### EXERCISE DIRECTIONS
Retype the records in full, keeping each character as it is.

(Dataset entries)
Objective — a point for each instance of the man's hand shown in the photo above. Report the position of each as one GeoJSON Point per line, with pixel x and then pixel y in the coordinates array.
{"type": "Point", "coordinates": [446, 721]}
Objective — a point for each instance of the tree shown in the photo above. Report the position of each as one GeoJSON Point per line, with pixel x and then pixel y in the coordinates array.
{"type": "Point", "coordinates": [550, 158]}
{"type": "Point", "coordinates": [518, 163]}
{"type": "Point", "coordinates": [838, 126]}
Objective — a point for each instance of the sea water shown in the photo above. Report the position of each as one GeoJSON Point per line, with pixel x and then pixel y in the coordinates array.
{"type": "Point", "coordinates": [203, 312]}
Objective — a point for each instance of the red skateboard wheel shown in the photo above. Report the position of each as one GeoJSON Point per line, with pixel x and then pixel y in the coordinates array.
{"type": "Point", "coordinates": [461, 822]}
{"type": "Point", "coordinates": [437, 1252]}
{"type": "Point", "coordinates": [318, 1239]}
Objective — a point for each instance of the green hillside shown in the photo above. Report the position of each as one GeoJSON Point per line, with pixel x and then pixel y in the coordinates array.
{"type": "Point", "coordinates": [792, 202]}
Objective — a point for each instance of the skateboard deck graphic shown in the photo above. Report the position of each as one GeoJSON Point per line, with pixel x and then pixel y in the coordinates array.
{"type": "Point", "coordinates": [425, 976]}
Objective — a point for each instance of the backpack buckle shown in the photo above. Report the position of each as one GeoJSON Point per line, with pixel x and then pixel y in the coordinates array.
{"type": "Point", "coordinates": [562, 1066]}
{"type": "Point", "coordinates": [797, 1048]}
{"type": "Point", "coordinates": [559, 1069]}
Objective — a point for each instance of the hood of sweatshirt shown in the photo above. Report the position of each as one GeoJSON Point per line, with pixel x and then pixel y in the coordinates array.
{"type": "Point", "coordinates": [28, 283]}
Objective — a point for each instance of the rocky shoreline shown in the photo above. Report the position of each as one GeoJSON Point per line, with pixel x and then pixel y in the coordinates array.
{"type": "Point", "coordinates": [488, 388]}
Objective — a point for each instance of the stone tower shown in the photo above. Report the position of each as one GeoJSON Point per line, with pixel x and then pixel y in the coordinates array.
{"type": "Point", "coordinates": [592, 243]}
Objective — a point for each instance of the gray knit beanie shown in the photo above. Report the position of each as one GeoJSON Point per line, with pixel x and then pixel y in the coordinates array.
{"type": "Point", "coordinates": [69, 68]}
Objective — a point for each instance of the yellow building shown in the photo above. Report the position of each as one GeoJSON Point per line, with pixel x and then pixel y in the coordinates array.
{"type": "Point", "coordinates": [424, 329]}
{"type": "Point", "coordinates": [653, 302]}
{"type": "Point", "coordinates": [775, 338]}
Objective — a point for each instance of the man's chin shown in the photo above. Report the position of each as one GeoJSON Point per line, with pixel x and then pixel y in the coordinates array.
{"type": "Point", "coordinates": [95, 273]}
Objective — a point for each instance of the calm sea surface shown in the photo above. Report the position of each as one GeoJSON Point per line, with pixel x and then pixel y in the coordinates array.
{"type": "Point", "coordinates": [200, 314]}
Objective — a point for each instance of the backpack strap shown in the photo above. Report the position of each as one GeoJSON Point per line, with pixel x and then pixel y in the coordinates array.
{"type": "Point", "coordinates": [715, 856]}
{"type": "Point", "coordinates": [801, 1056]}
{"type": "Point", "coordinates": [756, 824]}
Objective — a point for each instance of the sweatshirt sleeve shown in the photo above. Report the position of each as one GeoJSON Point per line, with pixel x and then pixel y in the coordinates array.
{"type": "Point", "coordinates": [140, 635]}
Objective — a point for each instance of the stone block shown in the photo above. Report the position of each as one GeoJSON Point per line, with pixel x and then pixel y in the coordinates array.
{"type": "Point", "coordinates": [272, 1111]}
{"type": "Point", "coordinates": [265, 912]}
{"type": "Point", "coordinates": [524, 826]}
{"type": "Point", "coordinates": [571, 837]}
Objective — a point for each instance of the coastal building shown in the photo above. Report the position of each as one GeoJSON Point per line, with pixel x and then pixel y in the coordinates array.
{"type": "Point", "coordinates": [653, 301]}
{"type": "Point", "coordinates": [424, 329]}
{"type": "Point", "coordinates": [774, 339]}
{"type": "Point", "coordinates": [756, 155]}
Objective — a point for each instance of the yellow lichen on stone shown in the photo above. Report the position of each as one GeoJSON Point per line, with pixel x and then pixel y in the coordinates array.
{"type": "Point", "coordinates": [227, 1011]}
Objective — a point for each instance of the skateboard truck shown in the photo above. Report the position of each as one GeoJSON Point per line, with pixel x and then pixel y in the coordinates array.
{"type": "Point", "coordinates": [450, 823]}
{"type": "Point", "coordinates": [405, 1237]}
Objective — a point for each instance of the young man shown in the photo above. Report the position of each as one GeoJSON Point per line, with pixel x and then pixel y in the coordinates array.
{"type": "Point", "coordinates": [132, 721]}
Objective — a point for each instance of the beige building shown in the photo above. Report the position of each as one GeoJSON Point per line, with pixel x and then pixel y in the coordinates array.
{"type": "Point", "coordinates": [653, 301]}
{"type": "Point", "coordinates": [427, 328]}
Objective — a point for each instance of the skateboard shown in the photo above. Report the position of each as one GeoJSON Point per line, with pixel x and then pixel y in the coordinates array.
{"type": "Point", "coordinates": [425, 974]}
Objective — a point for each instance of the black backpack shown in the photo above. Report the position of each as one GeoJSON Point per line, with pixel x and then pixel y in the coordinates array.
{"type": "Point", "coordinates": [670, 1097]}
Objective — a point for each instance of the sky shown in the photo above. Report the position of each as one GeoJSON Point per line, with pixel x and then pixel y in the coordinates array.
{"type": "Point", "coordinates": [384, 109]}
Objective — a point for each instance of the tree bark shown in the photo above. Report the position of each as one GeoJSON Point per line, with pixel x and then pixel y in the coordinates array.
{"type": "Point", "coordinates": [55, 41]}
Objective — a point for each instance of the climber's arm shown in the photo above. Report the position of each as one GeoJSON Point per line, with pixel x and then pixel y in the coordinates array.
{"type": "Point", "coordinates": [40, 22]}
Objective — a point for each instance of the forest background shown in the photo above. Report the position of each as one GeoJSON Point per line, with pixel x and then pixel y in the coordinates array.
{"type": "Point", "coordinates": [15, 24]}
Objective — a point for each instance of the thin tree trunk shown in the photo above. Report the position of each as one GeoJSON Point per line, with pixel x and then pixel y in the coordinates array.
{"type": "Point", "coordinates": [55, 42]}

### PROBLEM SOLUTION
Objective — a point for each instance of the man's hand shown in the photo above. Report the position of each as one GeoJSON Point per line, with pixel x and then pixel y in the coordinates array.
{"type": "Point", "coordinates": [446, 721]}
Objective — a point for each instance of the tree shown in the photo above. Report the position of each as one GeoJSON Point per line, with pixel x and then pixel y in the coordinates array.
{"type": "Point", "coordinates": [550, 158]}
{"type": "Point", "coordinates": [518, 163]}
{"type": "Point", "coordinates": [838, 126]}
Objective — a point for each instance of the sea water shown in the photo above. Report the position of each as one GeoJSON Point per line, with pixel x and then pixel y in the coordinates array.
{"type": "Point", "coordinates": [203, 312]}
Objective — a point for each instance of the red skateboard wheel shown in the photo above. Report the position of each as one GeoJSON Point per line, with pixel x and then pixel y in the coordinates array.
{"type": "Point", "coordinates": [461, 822]}
{"type": "Point", "coordinates": [437, 1252]}
{"type": "Point", "coordinates": [318, 1239]}
Objective — a point for each instance of the green hillside shown in the photo above. Report the position of each as one GeoJSON Point per line, with pixel x and then pixel y in the coordinates array.
{"type": "Point", "coordinates": [792, 202]}
Objective — a point for each instance of the skateboard deck graphic shown in the photo above. Report the position of each as one GeoJSON Point per line, with pixel x and then pixel y in the coordinates array.
{"type": "Point", "coordinates": [425, 976]}
Objective — a point for each instance of the backpack buckle shown in the photo above. Report the position of each as one GeoJSON Point per line, with pixel x and then pixel y in the coordinates array.
{"type": "Point", "coordinates": [562, 1066]}
{"type": "Point", "coordinates": [797, 1048]}
{"type": "Point", "coordinates": [559, 1069]}
Objective — a point for each instance of the hood of sweatshirt shown in the photo above. Report the position of each as one GeoJSON Point per line, with pixel x and then pixel y in the coordinates array.
{"type": "Point", "coordinates": [28, 283]}
Objective — a point for each instance of the rocky shoreline shown in the photo above. Report the position of each as one GeoJSON Point per line, with pixel x and then pixel y in the coordinates array.
{"type": "Point", "coordinates": [488, 388]}
Objective — a point for each instance of the stone tower shown in the photo above. Report the position of each as one GeoJSON Point per line, with pixel x and then pixel y in the coordinates array.
{"type": "Point", "coordinates": [592, 243]}
Objective — a point for each instance of the gray knit beanie shown in the photo above. Report the position of each as one GeoJSON Point per line, with pixel x and then pixel y in the coordinates array.
{"type": "Point", "coordinates": [69, 68]}
Objective — a point for each instance of the yellow building shown in the photo above. Report the position of each as one GeoJSON Point per line, with pixel x and then pixel y in the coordinates array.
{"type": "Point", "coordinates": [424, 329]}
{"type": "Point", "coordinates": [653, 302]}
{"type": "Point", "coordinates": [775, 338]}
Objective — a point for each instance of the man's chin shown in the photo above. Report the position of each as one GeoJSON Point per line, with pixel x and then pixel y in the coordinates array.
{"type": "Point", "coordinates": [95, 273]}
Objective — a point for each instance of the calm sea surface shown in the photo above. Report the position of each as one GeoJSON Point per line, with pixel x and then pixel y in the coordinates array.
{"type": "Point", "coordinates": [200, 314]}
Objective — a point for each instance of the backpack strap shown in the photo above. Report the position of each as one GeoJSON Point per line, with pixel x and then pixel y in the coordinates array.
{"type": "Point", "coordinates": [715, 856]}
{"type": "Point", "coordinates": [801, 1056]}
{"type": "Point", "coordinates": [756, 824]}
Objective — a point for each instance of the sweatshirt sleeve shown in the photo above. Report the position of each as one GeoJSON Point per line, with pixel x and then pixel y in the coordinates array.
{"type": "Point", "coordinates": [140, 635]}
Objective — a point for each instance of the stone block shown in the photo above. Report the position of each as one GeoJSON Point per line, with pixel x and then pixel y in the coordinates array.
{"type": "Point", "coordinates": [272, 1111]}
{"type": "Point", "coordinates": [265, 912]}
{"type": "Point", "coordinates": [524, 826]}
{"type": "Point", "coordinates": [571, 837]}
Objective — a point for each instance of the coastal building shown in the photo above. Report the position of each as one GeoJSON Point per line, with pixel x and then pixel y in the coordinates array.
{"type": "Point", "coordinates": [653, 301]}
{"type": "Point", "coordinates": [424, 329]}
{"type": "Point", "coordinates": [774, 339]}
{"type": "Point", "coordinates": [756, 155]}
Objective — a point for each instance of the yellow lichen on stone shown in the photo above. Report the position of each as one GeoJSON Point per line, with pixel x and then pixel y in the coordinates array.
{"type": "Point", "coordinates": [227, 1011]}
Objective — a point for each instance of the skateboard truck shown in the photo above. Report the position of each as one GeoJSON Point per line, with pixel x and then pixel y in the coordinates array.
{"type": "Point", "coordinates": [450, 823]}
{"type": "Point", "coordinates": [405, 1237]}
Objective — a point for each instance of the young man shown in the photo above. Report the position of each as one GeoJSON Point per line, with pixel x and then pixel y in the coordinates array.
{"type": "Point", "coordinates": [132, 721]}
Objective — a point for each instance of the beige building shown in the photo above. Report the position of each as one GeoJSON Point per line, with pixel x and then pixel y in the coordinates array.
{"type": "Point", "coordinates": [653, 301]}
{"type": "Point", "coordinates": [427, 328]}
Objective — a point for each instance of the skateboard shown in the photo above. Report the position of each as one GeoJSON Point per line, with pixel x and then pixel y in the coordinates array.
{"type": "Point", "coordinates": [425, 974]}
Objective — a point for each instance of the black backpack shown in the photo above. Report the position of each as one GeoJSON Point per line, with pixel x and then pixel y in the coordinates array.
{"type": "Point", "coordinates": [670, 1097]}
Objective — a point for each instance of the sky shown in the photo above. Report the position of each as one GeoJSON Point per line, with pixel x and then pixel y in the coordinates array.
{"type": "Point", "coordinates": [384, 109]}
Objective — a point for each instance of the tree bark shown in the photo above. Report the position of each as one GeoJSON Point per line, with pixel x and then pixel y in the coordinates array.
{"type": "Point", "coordinates": [55, 41]}
Objective — a point for each instance of the climber's arm shown in the photo above. Report the position of each as one GeoJSON Point per line, with pixel x and then pixel y in the coordinates array.
{"type": "Point", "coordinates": [40, 22]}
Objective — a point for each instance of the forest background shown in the photo above. Report the position of each as one GeoJSON Point per line, with pixel x and then pixel y in the coordinates array.
{"type": "Point", "coordinates": [15, 24]}
Objective — a point for each instance of the thin tree trunk shown in the photo above. Report the position of each as one GeoJSON Point per line, with pixel x and then pixel y in the coordinates array.
{"type": "Point", "coordinates": [55, 42]}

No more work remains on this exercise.